* [Stored data]

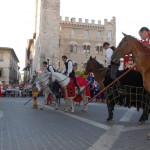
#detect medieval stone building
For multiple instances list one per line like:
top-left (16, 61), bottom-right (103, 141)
top-left (25, 0), bottom-right (116, 81)
top-left (60, 17), bottom-right (116, 70)
top-left (0, 47), bottom-right (19, 84)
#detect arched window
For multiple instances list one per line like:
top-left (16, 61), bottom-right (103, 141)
top-left (107, 30), bottom-right (112, 39)
top-left (96, 45), bottom-right (103, 55)
top-left (84, 30), bottom-right (89, 38)
top-left (71, 28), bottom-right (76, 37)
top-left (97, 31), bottom-right (102, 38)
top-left (83, 44), bottom-right (91, 53)
top-left (70, 44), bottom-right (77, 53)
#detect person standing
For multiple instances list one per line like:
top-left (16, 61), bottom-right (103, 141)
top-left (43, 61), bottom-right (55, 73)
top-left (139, 27), bottom-right (150, 140)
top-left (62, 55), bottom-right (80, 94)
top-left (139, 27), bottom-right (150, 48)
top-left (103, 42), bottom-right (119, 80)
top-left (103, 42), bottom-right (113, 68)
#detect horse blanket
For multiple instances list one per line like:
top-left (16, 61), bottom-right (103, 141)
top-left (65, 76), bottom-right (90, 101)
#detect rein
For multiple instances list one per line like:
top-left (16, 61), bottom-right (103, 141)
top-left (58, 77), bottom-right (69, 83)
top-left (134, 52), bottom-right (150, 58)
top-left (50, 74), bottom-right (69, 83)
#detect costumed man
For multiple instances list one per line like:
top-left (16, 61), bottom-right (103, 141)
top-left (87, 72), bottom-right (95, 98)
top-left (43, 61), bottom-right (55, 105)
top-left (139, 27), bottom-right (150, 140)
top-left (103, 42), bottom-right (119, 80)
top-left (139, 27), bottom-right (150, 48)
top-left (31, 72), bottom-right (39, 109)
top-left (32, 83), bottom-right (38, 109)
top-left (62, 55), bottom-right (80, 94)
top-left (43, 61), bottom-right (55, 73)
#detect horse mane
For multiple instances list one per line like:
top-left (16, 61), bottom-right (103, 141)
top-left (90, 57), bottom-right (104, 68)
top-left (128, 35), bottom-right (150, 50)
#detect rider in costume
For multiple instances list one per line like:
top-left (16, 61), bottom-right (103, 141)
top-left (62, 55), bottom-right (80, 93)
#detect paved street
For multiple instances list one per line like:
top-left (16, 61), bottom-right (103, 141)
top-left (0, 98), bottom-right (150, 150)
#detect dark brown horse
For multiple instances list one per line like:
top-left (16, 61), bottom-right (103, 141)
top-left (85, 57), bottom-right (149, 122)
top-left (112, 33), bottom-right (150, 93)
top-left (85, 56), bottom-right (108, 87)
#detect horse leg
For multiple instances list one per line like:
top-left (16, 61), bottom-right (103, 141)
top-left (139, 107), bottom-right (149, 124)
top-left (81, 97), bottom-right (88, 112)
top-left (64, 99), bottom-right (69, 112)
top-left (53, 94), bottom-right (59, 110)
top-left (107, 102), bottom-right (114, 121)
top-left (70, 99), bottom-right (74, 112)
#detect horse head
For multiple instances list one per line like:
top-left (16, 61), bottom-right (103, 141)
top-left (112, 33), bottom-right (142, 63)
top-left (49, 72), bottom-right (70, 87)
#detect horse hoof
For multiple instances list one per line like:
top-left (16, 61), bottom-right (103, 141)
top-left (71, 110), bottom-right (74, 112)
top-left (81, 109), bottom-right (87, 112)
top-left (147, 133), bottom-right (150, 137)
top-left (138, 121), bottom-right (145, 125)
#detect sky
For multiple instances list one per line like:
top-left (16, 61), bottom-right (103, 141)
top-left (0, 0), bottom-right (150, 70)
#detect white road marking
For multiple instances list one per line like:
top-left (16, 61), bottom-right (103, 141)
top-left (88, 125), bottom-right (124, 150)
top-left (122, 125), bottom-right (150, 132)
top-left (119, 108), bottom-right (136, 122)
top-left (40, 103), bottom-right (111, 130)
top-left (0, 111), bottom-right (4, 118)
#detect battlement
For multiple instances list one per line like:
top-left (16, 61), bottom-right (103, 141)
top-left (60, 17), bottom-right (116, 25)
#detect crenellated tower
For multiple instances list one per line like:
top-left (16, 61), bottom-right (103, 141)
top-left (33, 0), bottom-right (60, 70)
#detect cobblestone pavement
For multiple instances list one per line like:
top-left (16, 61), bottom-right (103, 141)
top-left (0, 98), bottom-right (150, 150)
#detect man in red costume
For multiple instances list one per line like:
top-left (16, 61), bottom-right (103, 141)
top-left (139, 27), bottom-right (150, 48)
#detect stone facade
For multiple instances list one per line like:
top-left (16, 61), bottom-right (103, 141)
top-left (0, 47), bottom-right (19, 84)
top-left (60, 17), bottom-right (116, 70)
top-left (33, 0), bottom-right (60, 69)
top-left (26, 0), bottom-right (116, 77)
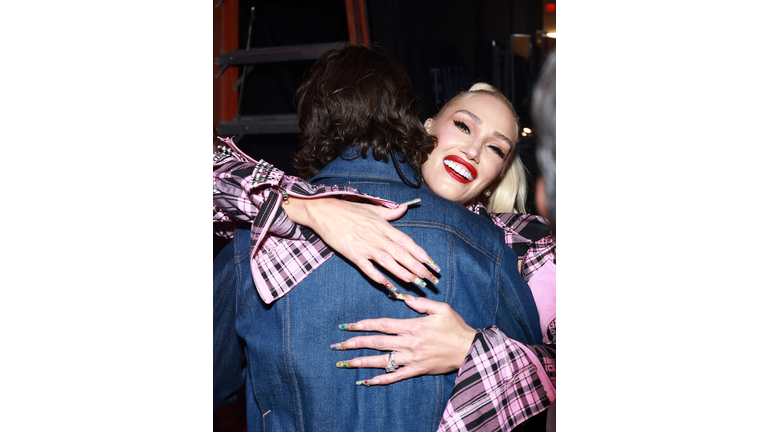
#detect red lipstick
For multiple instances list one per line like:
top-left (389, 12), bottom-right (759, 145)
top-left (443, 155), bottom-right (477, 184)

* [Problem to solve] Copy all of the lines above word for word, with nothing changed. Leave the pictures out of your answer.

* [Reply]
#detect medieval stone building
For multiple instances list one per line like:
top-left (16, 61), bottom-right (103, 141)
top-left (25, 0), bottom-right (116, 81)
top-left (60, 17), bottom-right (116, 70)
top-left (0, 47), bottom-right (19, 84)
#detect arched window
For multiple instances list one per line like:
top-left (16, 61), bottom-right (103, 141)
top-left (107, 30), bottom-right (112, 39)
top-left (96, 45), bottom-right (103, 55)
top-left (84, 30), bottom-right (89, 38)
top-left (71, 28), bottom-right (76, 37)
top-left (97, 31), bottom-right (102, 38)
top-left (83, 44), bottom-right (91, 53)
top-left (70, 44), bottom-right (77, 53)
#detect person standing
For multiple instances list one per line like:
top-left (16, 61), bottom-right (103, 141)
top-left (43, 61), bottom-right (55, 73)
top-left (139, 27), bottom-right (150, 140)
top-left (62, 55), bottom-right (80, 94)
top-left (139, 27), bottom-right (150, 48)
top-left (103, 42), bottom-right (119, 80)
top-left (103, 42), bottom-right (113, 68)
#detect horse blanket
For multiple instances list one per line like:
top-left (16, 61), bottom-right (103, 141)
top-left (65, 76), bottom-right (90, 101)
#detect rein
For multiple instances list one per line like:
top-left (16, 61), bottom-right (103, 141)
top-left (58, 77), bottom-right (69, 83)
top-left (134, 52), bottom-right (150, 58)
top-left (50, 74), bottom-right (69, 83)
#detect costumed man
For multiple instances list one per line like:
top-left (16, 61), bottom-right (103, 141)
top-left (87, 72), bottom-right (95, 98)
top-left (43, 61), bottom-right (55, 105)
top-left (139, 27), bottom-right (150, 140)
top-left (103, 42), bottom-right (119, 80)
top-left (139, 27), bottom-right (150, 48)
top-left (31, 72), bottom-right (39, 109)
top-left (32, 83), bottom-right (38, 109)
top-left (62, 55), bottom-right (80, 94)
top-left (43, 61), bottom-right (55, 73)
#detect horse mane
For multiple instances list one per line like:
top-left (16, 61), bottom-right (103, 141)
top-left (90, 57), bottom-right (104, 68)
top-left (128, 35), bottom-right (150, 50)
#detect rider in costume
For multiple instances list one per line like:
top-left (16, 61), bottom-right (103, 141)
top-left (62, 55), bottom-right (80, 93)
#detect paved street
For multiple instances list one per line like:
top-left (16, 61), bottom-right (103, 141)
top-left (0, 98), bottom-right (150, 150)
#detect dark brown horse
For multiple instances list one per line like:
top-left (16, 61), bottom-right (103, 141)
top-left (85, 57), bottom-right (149, 122)
top-left (112, 33), bottom-right (150, 93)
top-left (85, 56), bottom-right (108, 87)
#detect horse leg
For multiple instances list one per line like:
top-left (16, 61), bottom-right (103, 141)
top-left (139, 107), bottom-right (149, 124)
top-left (81, 97), bottom-right (88, 112)
top-left (64, 99), bottom-right (69, 112)
top-left (53, 94), bottom-right (59, 110)
top-left (107, 102), bottom-right (114, 121)
top-left (70, 99), bottom-right (74, 112)
#detect horse head
For multiple instances list one per line like:
top-left (16, 61), bottom-right (103, 141)
top-left (112, 33), bottom-right (142, 63)
top-left (49, 72), bottom-right (70, 87)
#detect horse hoof
For multiple instances list one per line like:
top-left (16, 61), bottom-right (103, 141)
top-left (71, 110), bottom-right (74, 112)
top-left (81, 109), bottom-right (87, 112)
top-left (147, 133), bottom-right (150, 137)
top-left (138, 121), bottom-right (145, 125)
#detect sky
For multiple instances list one per line like:
top-left (16, 61), bottom-right (103, 141)
top-left (0, 0), bottom-right (150, 70)
#detect white road marking
For multiple instances list one per line like:
top-left (16, 61), bottom-right (103, 141)
top-left (88, 125), bottom-right (124, 150)
top-left (122, 125), bottom-right (150, 132)
top-left (119, 108), bottom-right (136, 122)
top-left (40, 103), bottom-right (111, 130)
top-left (0, 111), bottom-right (4, 118)
#detect battlement
For multiple instances list one per line like:
top-left (16, 61), bottom-right (103, 141)
top-left (60, 17), bottom-right (116, 25)
#detect crenellated tower
For multiple instances list one per line like:
top-left (16, 61), bottom-right (103, 141)
top-left (33, 0), bottom-right (60, 70)
#detect cobblestone pavement
For multiple instances list one per line like:
top-left (16, 61), bottom-right (103, 141)
top-left (0, 98), bottom-right (150, 150)
#detect man in red costume
For multiple instances list one per line like:
top-left (16, 61), bottom-right (103, 141)
top-left (139, 27), bottom-right (150, 48)
#detect stone facade
For multiple instances list one per line like:
top-left (16, 61), bottom-right (103, 141)
top-left (0, 47), bottom-right (19, 84)
top-left (60, 17), bottom-right (116, 70)
top-left (33, 0), bottom-right (60, 69)
top-left (26, 0), bottom-right (116, 77)
#detect red lipstick
For multiple instances list one per line like:
top-left (389, 12), bottom-right (759, 145)
top-left (443, 155), bottom-right (477, 184)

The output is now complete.